● **Tasks to perform**
1. Reproduce the passage of the film text starting at "- John Hurt" and ending at "Tom Edison, Jr.".
2. Answer these questions using the film text:
(a) Which animal do the gangsters hear barking after the massacre?
(b) Who plays Ma Ginger?
(c) Which character does Paul Bettany play?
3. Continue the film text from its last line.

● **Text**
--------------------------------------------------

The town is destroyed, all its citizens are murdered by the gangsters on direct order from Grace, with the exception of Tom, whom she executes personally with a revolver right after he applauds the effectiveness of her use of illustration. After the massacre, the gangsters hear a barking sound from one of the houses. It is the dog Moses. One gangster attempts to kill it, but Grace commands that it should live: 'He's just angry because I once took his bone'.
- John Hurt as Narrator
- Nicole Kidman as Grace Margaret Mulligan
- Lauren Bacall as Ma Ginger
- Chloë Sevigny as Liz Henson
- Paul Bettany as Tom Edison, Jr.
- Stellan Skarsgård as Chuck
- Udo Kier as The Man in the Coat
- Ben Gazzara as Jack McKay
- James Caan as The Big Man
- Patricia Clarkson as Vera
- Shauna Shim as June
- Jeremy Davies as Bill
- Philip Baker Hall as Tom Edison, Sr.

--------------------------------------------------

[Rows from a dataset]
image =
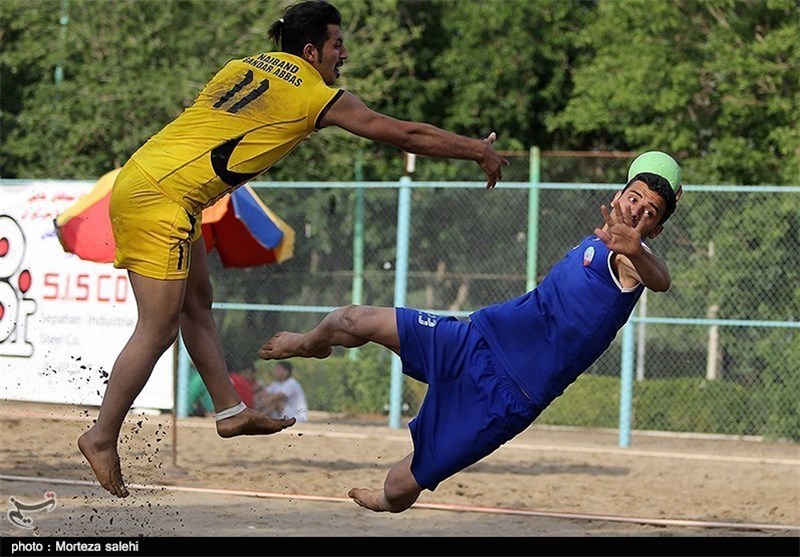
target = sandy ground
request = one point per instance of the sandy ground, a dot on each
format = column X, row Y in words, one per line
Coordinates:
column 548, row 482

--------------------------------------------------

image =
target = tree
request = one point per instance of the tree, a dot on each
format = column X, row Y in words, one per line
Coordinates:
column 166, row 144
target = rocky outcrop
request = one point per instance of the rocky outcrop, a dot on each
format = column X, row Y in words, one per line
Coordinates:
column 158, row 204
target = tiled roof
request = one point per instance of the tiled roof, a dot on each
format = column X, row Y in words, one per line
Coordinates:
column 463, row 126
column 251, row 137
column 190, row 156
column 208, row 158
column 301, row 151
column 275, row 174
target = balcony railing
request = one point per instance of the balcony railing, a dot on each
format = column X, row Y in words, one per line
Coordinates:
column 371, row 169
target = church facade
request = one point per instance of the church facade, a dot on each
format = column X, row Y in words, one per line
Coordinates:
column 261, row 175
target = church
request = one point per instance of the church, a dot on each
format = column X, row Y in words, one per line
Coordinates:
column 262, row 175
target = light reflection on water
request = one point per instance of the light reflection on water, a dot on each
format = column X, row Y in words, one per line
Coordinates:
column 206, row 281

--------------------------------------------------

● **Answers**
1.
- John Hurt as Narrator
- Nicole Kidman as Grace Margaret Mulligan
- Lauren Bacall as Ma Ginger
- Chloë Sevigny as Liz Henson
- Paul Bettany as Tom Edison, Jr.

2.
(a) The dog Moses.
(b) Lauren Bacall.
(c) Tom Edison, Jr.

3.
- Blair Brown as Mrs. Henson
- Željko Ivanek as Ben
- Harriet Andersson as Gloria
- Siobhan Fallon Hogan as Martha
- Cleo King as Olivia
- Miles Purinton as Jason
Dogville: The Pilot was shot during 2001 in the pre-production phase to test whether the concept of chalk lines and sparse scenery would work. The 15-minute pilot film starred Danish actors Sidse Babett Knudsen (as Grace) and Nikolaj Lie Kaas (as Tom). Eventually Lars von Trier was happy with the overall results. As a result, he and the producers decided to move forward with the production of the feature film. The test pilot was never shown in public, but is featured on the second disc of the Dogville (2003) DVD, released in November 2003.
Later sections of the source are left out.